## The request
Beginning with the line where "Return one point per instance of the small orange" appears, restate the lines word for word through the last one in the listing.
___ Listed entries ___
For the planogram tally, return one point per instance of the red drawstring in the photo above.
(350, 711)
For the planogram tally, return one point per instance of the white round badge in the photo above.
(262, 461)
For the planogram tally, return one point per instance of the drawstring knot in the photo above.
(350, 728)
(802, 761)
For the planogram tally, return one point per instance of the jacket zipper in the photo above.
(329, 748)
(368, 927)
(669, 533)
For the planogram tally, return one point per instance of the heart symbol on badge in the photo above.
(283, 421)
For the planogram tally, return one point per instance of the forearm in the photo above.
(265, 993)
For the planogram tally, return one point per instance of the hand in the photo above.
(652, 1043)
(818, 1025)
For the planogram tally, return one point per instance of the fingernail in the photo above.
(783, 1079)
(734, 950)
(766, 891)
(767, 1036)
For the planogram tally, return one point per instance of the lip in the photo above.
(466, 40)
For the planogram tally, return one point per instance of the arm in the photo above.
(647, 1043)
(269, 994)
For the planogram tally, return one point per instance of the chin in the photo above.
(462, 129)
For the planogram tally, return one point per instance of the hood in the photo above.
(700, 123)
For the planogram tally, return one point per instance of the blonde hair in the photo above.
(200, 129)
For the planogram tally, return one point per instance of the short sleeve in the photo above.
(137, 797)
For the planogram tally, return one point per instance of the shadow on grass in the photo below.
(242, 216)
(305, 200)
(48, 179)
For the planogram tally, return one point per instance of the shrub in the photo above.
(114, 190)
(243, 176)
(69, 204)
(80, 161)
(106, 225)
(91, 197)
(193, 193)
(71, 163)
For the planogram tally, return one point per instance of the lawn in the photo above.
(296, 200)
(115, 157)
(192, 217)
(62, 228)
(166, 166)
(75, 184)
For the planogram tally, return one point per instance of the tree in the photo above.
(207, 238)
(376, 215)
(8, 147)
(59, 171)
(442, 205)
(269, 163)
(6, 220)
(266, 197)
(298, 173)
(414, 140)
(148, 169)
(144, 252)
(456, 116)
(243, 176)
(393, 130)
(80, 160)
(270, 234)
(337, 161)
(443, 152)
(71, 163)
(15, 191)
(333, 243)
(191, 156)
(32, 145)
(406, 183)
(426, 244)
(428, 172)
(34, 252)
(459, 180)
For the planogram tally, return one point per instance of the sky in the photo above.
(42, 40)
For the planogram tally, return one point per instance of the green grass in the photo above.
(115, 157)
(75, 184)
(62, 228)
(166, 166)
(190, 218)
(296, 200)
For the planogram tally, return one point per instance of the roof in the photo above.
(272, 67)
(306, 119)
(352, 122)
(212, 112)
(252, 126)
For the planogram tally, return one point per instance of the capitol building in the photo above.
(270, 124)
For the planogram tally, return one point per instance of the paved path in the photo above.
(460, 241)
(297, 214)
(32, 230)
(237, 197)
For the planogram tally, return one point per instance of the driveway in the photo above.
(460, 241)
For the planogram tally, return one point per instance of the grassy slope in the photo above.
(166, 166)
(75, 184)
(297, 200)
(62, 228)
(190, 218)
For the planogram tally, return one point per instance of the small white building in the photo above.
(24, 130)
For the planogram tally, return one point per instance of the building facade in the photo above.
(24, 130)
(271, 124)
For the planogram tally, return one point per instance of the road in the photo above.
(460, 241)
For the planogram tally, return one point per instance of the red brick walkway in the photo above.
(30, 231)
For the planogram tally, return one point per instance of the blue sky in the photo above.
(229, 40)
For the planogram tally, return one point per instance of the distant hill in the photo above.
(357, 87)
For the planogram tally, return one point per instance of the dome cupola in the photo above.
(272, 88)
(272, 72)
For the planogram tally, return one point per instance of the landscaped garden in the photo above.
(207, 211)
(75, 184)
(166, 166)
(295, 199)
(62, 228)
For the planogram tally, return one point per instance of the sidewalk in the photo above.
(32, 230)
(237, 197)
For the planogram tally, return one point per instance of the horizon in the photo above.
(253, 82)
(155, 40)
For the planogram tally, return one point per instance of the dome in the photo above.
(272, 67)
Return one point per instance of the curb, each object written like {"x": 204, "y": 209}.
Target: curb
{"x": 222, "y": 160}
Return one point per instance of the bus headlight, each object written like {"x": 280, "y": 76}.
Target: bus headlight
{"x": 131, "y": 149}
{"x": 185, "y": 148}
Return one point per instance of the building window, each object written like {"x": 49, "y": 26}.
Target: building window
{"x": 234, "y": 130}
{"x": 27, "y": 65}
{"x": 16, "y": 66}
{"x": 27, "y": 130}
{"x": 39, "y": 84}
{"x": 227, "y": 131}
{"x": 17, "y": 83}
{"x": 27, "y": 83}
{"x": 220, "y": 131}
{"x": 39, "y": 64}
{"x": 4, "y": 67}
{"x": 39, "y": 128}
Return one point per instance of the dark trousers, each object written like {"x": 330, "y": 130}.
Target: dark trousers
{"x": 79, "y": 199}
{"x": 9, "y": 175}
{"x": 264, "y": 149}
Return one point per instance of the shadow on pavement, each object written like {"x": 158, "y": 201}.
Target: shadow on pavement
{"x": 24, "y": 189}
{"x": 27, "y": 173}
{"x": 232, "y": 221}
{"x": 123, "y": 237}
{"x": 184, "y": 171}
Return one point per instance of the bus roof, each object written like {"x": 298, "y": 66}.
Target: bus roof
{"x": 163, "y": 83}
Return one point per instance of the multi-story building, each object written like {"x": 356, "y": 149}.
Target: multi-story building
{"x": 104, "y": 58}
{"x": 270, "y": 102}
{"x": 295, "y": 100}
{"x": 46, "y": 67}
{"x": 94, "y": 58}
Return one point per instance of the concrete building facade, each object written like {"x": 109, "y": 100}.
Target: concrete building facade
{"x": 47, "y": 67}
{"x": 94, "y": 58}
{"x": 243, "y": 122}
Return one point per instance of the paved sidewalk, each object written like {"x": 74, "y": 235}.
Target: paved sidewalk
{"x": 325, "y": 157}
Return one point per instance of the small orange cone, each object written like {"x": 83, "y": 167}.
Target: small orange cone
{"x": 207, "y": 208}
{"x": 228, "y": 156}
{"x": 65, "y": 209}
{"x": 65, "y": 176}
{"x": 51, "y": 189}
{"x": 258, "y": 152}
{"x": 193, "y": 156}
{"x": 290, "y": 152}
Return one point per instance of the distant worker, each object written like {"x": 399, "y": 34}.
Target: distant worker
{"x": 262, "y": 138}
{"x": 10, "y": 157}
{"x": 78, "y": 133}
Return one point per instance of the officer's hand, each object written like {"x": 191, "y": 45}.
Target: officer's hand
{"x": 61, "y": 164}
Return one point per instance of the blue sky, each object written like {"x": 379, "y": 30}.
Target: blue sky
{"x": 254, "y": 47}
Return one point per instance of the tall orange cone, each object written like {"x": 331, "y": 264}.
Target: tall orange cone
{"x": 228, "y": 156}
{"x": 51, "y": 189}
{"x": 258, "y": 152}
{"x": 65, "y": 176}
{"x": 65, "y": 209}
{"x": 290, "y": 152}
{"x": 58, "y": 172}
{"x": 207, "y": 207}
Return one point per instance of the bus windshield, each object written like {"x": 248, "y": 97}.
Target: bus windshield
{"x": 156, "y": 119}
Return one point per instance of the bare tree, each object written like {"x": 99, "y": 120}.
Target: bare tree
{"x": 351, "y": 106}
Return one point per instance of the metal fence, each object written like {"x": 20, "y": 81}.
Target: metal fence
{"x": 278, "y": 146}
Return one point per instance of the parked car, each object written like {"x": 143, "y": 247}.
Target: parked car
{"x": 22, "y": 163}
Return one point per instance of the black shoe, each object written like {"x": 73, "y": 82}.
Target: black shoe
___
## Expected answer
Return one point per instance of the small orange cone, each object written like {"x": 83, "y": 167}.
Target: small orange cone
{"x": 207, "y": 208}
{"x": 228, "y": 156}
{"x": 65, "y": 209}
{"x": 65, "y": 176}
{"x": 51, "y": 189}
{"x": 258, "y": 152}
{"x": 193, "y": 156}
{"x": 290, "y": 152}
Return one point per instance of the distant worker, each object written like {"x": 399, "y": 34}.
Target: distant worker
{"x": 262, "y": 138}
{"x": 10, "y": 157}
{"x": 78, "y": 133}
Return one point per instance of the officer's hand, each object written like {"x": 191, "y": 45}.
Target: officer's hand
{"x": 61, "y": 164}
Return one point per instance of the blue sky, each object written like {"x": 379, "y": 30}.
Target: blue sky
{"x": 254, "y": 47}
Return one point per instance of the tall orange cone, each object written like {"x": 331, "y": 264}.
Target: tall orange cone
{"x": 228, "y": 156}
{"x": 51, "y": 189}
{"x": 258, "y": 152}
{"x": 65, "y": 176}
{"x": 65, "y": 209}
{"x": 290, "y": 152}
{"x": 58, "y": 172}
{"x": 207, "y": 207}
Return one point per instance of the bus windshield, each object written like {"x": 248, "y": 97}.
Target: bus windshield
{"x": 156, "y": 119}
Return one point per instance of the bare tree, each object written like {"x": 99, "y": 120}.
Target: bare tree
{"x": 351, "y": 106}
Return one point per instance of the metal fence, each object written like {"x": 20, "y": 81}.
Target: metal fence
{"x": 278, "y": 146}
Return one point per instance of the parked car, each object written like {"x": 143, "y": 247}.
Target: parked car
{"x": 22, "y": 163}
Return one point per instance of the black shoe, each object written like {"x": 73, "y": 82}.
Target: black shoe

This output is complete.